» Excerpt provided
The book’s title, Morsel May Sleep, exemplifies such slippage. To illustrate the definite article, Mallarmé supplies the proverb “Between the hand and the lip the morsel may sleep” — a misremembered, Franglais version of “there’s many a slip twixt cup and lip.” (The editors of the prestigious Pléiade edition of Mallarmé hilariously fail to recognize “sleep” as an error.) In the “Remake” poem, Dillon retains “the hand the lip        the morsel may sleep.” In her “afterthought,”

morsels don’t sleep. like rust they’re always crumbling …. our words can only dip in where they can and cleave to a current. pearlescent foam anoints our being washed up on shore, crowns us with stiff sea meringue, fills our mouths with words like sponge and saline. the aftertaste of silver lingers, a residue of privilege leaving passwords tinged with bitterness.

The corresponding prose-like “version” explores further this sense of drowning among tongues:

poisedunderthelipthemorselmaysleep,
		totally oblivious to its coming
tumble. We know this should be a slip. Tongues,
	all fast in their way , 	slip up and leave us
adrift between meanings. They think      mind is the man but
we know it is body and tongue is the rudder. Our steering
implements are slipping up though and the navigational
instruments need recalibrating.

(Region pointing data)

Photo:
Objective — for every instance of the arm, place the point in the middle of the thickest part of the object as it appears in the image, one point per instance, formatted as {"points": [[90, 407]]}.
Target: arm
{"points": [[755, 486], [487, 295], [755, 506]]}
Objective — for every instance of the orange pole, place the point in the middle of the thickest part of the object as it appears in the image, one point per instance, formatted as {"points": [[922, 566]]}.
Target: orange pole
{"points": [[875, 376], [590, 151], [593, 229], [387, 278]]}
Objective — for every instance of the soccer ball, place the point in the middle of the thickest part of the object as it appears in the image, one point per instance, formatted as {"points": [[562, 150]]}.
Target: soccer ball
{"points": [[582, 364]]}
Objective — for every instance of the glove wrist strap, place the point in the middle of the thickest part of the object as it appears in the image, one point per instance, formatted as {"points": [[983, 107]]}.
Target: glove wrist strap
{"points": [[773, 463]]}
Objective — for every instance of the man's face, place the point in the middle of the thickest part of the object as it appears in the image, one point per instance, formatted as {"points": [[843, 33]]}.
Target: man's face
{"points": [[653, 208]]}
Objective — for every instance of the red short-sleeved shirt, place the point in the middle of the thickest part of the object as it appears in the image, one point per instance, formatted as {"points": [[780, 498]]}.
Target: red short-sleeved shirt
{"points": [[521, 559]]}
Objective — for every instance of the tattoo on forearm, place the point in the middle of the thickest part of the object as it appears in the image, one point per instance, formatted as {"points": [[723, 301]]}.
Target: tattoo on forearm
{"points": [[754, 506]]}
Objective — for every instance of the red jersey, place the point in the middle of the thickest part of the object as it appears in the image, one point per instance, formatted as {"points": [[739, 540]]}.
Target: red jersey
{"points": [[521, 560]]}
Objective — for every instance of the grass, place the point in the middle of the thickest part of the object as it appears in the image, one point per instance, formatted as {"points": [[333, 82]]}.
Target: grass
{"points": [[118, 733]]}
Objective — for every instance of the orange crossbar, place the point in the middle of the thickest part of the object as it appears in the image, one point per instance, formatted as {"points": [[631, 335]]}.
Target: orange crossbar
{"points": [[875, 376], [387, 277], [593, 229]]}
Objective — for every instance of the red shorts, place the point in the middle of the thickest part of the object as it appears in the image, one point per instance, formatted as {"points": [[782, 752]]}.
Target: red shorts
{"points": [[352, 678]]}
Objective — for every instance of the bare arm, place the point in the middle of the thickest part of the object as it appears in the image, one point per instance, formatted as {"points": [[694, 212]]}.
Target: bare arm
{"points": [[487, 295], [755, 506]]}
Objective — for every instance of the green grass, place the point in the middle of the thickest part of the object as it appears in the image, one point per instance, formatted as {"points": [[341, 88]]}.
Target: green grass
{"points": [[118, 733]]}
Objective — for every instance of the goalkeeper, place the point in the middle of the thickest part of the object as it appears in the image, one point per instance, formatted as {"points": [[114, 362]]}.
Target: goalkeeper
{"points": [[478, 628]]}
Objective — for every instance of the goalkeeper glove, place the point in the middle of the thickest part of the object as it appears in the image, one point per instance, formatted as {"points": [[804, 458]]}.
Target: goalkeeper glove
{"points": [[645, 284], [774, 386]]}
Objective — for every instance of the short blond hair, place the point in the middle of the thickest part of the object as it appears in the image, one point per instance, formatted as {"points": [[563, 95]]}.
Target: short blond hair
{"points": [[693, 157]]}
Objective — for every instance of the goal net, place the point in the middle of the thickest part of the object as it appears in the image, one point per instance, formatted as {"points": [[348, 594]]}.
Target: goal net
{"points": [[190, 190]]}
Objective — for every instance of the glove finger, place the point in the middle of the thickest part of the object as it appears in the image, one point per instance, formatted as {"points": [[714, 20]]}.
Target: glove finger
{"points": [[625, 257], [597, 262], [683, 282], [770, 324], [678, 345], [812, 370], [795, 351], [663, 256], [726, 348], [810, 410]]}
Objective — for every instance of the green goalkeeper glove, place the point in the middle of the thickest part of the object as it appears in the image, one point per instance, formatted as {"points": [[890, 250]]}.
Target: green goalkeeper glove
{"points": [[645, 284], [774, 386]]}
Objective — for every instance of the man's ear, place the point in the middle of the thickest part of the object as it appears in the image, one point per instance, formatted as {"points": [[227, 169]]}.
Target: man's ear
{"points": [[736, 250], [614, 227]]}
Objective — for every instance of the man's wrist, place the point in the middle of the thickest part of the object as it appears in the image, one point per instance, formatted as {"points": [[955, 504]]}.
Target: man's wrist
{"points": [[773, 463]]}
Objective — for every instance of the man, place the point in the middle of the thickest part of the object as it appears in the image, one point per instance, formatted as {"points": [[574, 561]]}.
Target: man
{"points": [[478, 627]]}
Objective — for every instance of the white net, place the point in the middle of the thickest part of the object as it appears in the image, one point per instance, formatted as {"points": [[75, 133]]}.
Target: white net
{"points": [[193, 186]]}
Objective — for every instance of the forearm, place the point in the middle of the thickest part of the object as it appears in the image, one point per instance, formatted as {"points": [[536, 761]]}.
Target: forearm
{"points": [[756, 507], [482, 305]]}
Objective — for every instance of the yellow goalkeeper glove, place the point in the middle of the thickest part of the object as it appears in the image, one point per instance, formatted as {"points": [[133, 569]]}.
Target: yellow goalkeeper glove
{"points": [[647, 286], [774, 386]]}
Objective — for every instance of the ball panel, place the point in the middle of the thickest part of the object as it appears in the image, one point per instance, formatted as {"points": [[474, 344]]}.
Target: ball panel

» Exercise requirements
Reproduce, character for character, the stretch of the excerpt on Morsel May Sleep from "morsels don’t sleep." through "instruments need recalibrating.".

» Task output
morsels don’t sleep. like rust they’re always crumbling …. our words can only dip in where they can and cleave to a current. pearlescent foam anoints our being washed up on shore, crowns us with stiff sea meringue, fills our mouths with words like sponge and saline. the aftertaste of silver lingers, a residue of privilege leaving passwords tinged with bitterness.

The corresponding prose-like “version” explores further this sense of drowning among tongues:

poisedunderthelipthemorselmaysleep,
		totally oblivious to its coming
tumble. We know this should be a slip. Tongues,
	all fast in their way , 	slip up and leave us
adrift between meanings. They think      mind is the man but
we know it is body and tongue is the rudder. Our steering
implements are slipping up though and the navigational
instruments need recalibrating.